Saved entries:

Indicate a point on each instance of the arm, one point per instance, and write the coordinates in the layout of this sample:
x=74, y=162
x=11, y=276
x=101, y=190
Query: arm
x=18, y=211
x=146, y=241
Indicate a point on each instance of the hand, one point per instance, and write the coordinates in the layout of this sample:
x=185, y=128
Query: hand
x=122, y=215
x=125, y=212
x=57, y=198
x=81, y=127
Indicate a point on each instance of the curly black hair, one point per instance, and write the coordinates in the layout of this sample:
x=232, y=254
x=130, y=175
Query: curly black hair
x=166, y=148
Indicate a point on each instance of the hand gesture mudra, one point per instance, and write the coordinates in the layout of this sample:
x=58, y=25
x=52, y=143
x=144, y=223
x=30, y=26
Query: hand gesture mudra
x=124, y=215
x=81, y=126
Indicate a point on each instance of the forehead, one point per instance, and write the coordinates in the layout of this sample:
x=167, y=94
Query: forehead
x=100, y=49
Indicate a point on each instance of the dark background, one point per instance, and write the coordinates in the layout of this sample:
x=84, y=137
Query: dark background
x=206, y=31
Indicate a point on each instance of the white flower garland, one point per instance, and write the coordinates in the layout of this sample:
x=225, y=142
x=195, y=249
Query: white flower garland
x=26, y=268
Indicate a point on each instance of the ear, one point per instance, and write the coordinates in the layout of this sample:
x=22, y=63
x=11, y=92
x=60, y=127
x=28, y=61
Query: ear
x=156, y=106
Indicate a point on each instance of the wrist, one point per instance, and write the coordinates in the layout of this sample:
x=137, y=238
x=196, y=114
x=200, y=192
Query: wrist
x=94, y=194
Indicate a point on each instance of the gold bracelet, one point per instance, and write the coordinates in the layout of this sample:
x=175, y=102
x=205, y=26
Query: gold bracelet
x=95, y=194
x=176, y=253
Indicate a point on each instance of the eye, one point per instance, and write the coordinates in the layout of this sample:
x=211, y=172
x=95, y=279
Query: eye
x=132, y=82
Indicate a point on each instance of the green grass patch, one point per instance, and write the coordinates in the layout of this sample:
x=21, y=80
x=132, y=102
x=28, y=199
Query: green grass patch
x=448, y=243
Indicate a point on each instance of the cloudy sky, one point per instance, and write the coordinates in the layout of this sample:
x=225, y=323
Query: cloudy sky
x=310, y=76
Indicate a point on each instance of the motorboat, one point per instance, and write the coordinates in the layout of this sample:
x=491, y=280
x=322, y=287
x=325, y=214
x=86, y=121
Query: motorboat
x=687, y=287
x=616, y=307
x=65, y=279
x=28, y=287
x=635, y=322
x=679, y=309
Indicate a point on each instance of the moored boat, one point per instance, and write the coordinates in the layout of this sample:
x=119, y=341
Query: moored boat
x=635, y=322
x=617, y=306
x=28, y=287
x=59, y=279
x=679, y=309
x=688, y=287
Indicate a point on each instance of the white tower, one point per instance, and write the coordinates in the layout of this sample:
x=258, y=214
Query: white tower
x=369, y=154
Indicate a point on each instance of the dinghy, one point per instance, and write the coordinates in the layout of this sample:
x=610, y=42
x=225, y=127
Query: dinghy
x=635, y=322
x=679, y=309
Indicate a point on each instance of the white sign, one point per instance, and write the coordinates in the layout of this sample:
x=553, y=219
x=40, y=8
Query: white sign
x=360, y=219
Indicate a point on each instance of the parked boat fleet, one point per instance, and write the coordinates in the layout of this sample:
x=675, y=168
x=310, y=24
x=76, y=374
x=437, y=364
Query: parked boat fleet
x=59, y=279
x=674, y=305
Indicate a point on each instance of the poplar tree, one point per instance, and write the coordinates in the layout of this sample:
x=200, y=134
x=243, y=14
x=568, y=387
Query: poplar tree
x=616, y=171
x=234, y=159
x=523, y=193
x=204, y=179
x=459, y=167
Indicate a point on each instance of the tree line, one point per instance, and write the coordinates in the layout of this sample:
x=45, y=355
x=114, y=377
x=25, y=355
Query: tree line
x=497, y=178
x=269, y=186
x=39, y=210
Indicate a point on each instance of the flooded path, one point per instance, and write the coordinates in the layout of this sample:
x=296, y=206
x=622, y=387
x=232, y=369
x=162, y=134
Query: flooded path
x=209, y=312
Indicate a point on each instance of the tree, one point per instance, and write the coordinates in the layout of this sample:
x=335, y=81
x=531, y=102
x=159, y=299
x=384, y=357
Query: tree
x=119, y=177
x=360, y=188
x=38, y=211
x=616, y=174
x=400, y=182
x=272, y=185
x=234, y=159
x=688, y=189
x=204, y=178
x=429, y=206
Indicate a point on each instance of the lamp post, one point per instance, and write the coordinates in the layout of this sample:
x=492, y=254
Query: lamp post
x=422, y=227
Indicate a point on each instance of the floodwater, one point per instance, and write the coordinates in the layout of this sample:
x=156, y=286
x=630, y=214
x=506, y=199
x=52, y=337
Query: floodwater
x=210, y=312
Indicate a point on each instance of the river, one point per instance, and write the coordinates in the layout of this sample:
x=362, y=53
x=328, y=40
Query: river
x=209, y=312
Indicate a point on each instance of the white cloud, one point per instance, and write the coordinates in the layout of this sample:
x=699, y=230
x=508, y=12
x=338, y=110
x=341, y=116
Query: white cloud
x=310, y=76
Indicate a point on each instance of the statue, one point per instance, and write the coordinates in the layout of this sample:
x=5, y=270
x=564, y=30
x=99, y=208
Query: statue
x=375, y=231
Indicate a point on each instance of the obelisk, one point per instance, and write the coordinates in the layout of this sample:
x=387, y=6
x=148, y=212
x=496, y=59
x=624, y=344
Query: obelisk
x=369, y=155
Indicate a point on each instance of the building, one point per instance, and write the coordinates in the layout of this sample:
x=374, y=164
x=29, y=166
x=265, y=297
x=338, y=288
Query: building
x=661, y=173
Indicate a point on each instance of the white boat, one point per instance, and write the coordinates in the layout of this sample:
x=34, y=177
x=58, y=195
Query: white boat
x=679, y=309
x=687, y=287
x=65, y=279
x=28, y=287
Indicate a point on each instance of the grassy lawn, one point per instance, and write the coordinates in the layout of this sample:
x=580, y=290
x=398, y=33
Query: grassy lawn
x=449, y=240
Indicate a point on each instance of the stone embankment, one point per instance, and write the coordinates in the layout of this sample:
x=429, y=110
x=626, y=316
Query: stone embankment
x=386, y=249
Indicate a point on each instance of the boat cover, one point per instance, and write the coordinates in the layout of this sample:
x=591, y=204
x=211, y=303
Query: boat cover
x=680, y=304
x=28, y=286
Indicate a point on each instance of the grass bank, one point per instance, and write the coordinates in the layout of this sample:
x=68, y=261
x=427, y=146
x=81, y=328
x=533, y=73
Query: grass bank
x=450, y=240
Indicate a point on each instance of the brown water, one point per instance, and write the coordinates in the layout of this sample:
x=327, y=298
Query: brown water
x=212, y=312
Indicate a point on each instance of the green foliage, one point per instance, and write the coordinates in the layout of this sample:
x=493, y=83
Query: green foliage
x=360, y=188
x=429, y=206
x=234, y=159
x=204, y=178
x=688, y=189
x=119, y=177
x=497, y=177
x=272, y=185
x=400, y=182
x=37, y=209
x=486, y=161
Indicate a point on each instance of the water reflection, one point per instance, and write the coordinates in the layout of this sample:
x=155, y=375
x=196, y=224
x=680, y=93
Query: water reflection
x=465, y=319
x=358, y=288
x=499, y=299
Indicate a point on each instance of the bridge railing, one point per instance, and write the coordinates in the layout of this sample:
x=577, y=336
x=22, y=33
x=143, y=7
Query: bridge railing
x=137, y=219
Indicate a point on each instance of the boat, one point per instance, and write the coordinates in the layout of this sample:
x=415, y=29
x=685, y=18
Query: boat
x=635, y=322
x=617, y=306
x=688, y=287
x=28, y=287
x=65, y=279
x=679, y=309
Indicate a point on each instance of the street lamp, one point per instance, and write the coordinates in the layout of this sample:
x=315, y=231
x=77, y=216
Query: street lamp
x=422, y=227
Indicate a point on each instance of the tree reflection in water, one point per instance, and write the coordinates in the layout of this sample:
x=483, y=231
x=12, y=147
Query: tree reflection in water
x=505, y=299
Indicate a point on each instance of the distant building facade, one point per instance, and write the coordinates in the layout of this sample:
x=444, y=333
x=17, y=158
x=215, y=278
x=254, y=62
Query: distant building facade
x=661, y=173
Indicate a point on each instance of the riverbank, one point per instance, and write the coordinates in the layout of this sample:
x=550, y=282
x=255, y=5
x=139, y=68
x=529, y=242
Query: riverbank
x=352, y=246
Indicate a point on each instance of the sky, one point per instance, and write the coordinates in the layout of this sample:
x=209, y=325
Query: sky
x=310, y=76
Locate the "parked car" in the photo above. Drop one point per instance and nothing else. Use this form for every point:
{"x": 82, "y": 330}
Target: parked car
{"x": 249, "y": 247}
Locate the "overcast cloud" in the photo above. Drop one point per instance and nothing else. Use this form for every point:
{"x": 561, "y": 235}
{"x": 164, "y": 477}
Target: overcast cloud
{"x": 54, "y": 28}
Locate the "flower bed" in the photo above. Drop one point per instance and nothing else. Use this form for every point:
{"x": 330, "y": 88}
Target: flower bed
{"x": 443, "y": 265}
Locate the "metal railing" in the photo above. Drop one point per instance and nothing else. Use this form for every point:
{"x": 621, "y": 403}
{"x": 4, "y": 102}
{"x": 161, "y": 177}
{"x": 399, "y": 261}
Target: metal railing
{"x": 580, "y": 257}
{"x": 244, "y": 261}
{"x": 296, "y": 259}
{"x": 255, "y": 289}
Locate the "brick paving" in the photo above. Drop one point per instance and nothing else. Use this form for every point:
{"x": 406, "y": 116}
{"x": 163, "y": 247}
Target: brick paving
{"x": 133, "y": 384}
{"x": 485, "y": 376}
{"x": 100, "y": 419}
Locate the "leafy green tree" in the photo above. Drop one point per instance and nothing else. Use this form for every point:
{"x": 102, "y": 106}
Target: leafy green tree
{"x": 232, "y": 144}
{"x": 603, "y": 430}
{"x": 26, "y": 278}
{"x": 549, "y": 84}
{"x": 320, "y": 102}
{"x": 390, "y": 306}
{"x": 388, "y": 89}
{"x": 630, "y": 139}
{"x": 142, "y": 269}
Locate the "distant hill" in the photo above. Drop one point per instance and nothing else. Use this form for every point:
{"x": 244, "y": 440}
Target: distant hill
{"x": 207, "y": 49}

=== Problem to solve ===
State only how many lines above hold the string "else".

=== Answer section ===
7